# PAGE EXTRACT

++++++++++

Words_of_Truth said:


> Perhaps while Corax's ability is an active ability which he can control at will, the raven guard have a passive ability that they have to work at combining normal terrain and cover to make it work as well.


It seems a bit different to Corax's ability in that he can make himself invisible to others, whereas Sharrowkyn seemed to be slipping from shadow to shadow without crossing the intervening space. It actually reminded me of the DE mandrakes abilities.


----------



## Words_of_Truth (Sep 20, 2007)

Yeah but if you think about it, if you have a limited stealth like ability which appears to allow you to jump from shadow to shadow then while corax ability makes you entirely invisible with control, the lesser version may make you invisible a bit so that you periodically seem to appear in different locations quickly.


----------



## BlackGuard (Sep 10, 2010)

> Why oh why do some squads of Astartes resort to using armor-mounted flashlights in pitch black environments? It's been stated many times that Astartes can literally see in the dark even without their helms and that their helms simply offer other vision modes and the ability to zoom in.


A very good question and one that will probably never be answered. If we go back to when Night Haunter broke out of his cell being guarded by the Emperor's Children and Imperial Fist -- the guards that entered the room to stop him turned on their lights. That, like so many other times, made no sense to me.


----------



## Brother Lucian (Apr 22, 2011)

BlackGuard said:


> A very good question and one that will probably never be answered. If we go back to when Night Haunter broke out of his cell being guarded by the Emperor's Children and Imperial Fist -- the guards that entered the room to stop him turned on their lights. That, like so many other times, made no sense to me.


Writer inconsistency and perhaps not being entirely sure of the lore for marines id guess, plus darkened rooms and turning on lights is classical suspense before something goes bad.


----------



## Reaper45 (Jun 21, 2011)

++++++++++

# THE REQUEST
Please copy the stretch of the forum thread above from "## Brother Lucian" through "something goes bad." word for word.

# EXTRACTED INFORMATION
++++++++++

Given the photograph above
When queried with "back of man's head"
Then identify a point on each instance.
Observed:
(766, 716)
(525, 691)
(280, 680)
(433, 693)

++++++++++

# SOLUTION TO THIS EXERCISE
## Brother Lucian (Apr 22, 2011)

BlackGuard said:


> A very good question and one that will probably never be answered. If we go back to when Night Haunter broke out of his cell being guarded by the Emperor's Children and Imperial Fist -- the guards that entered the room to stop him turned on their lights. That, like so many other times, made no sense to me.


Writer inconsistency and perhaps not being entirely sure of the lore for marines id guess, plus darkened rooms and turning on lights is classical suspense before something goes bad.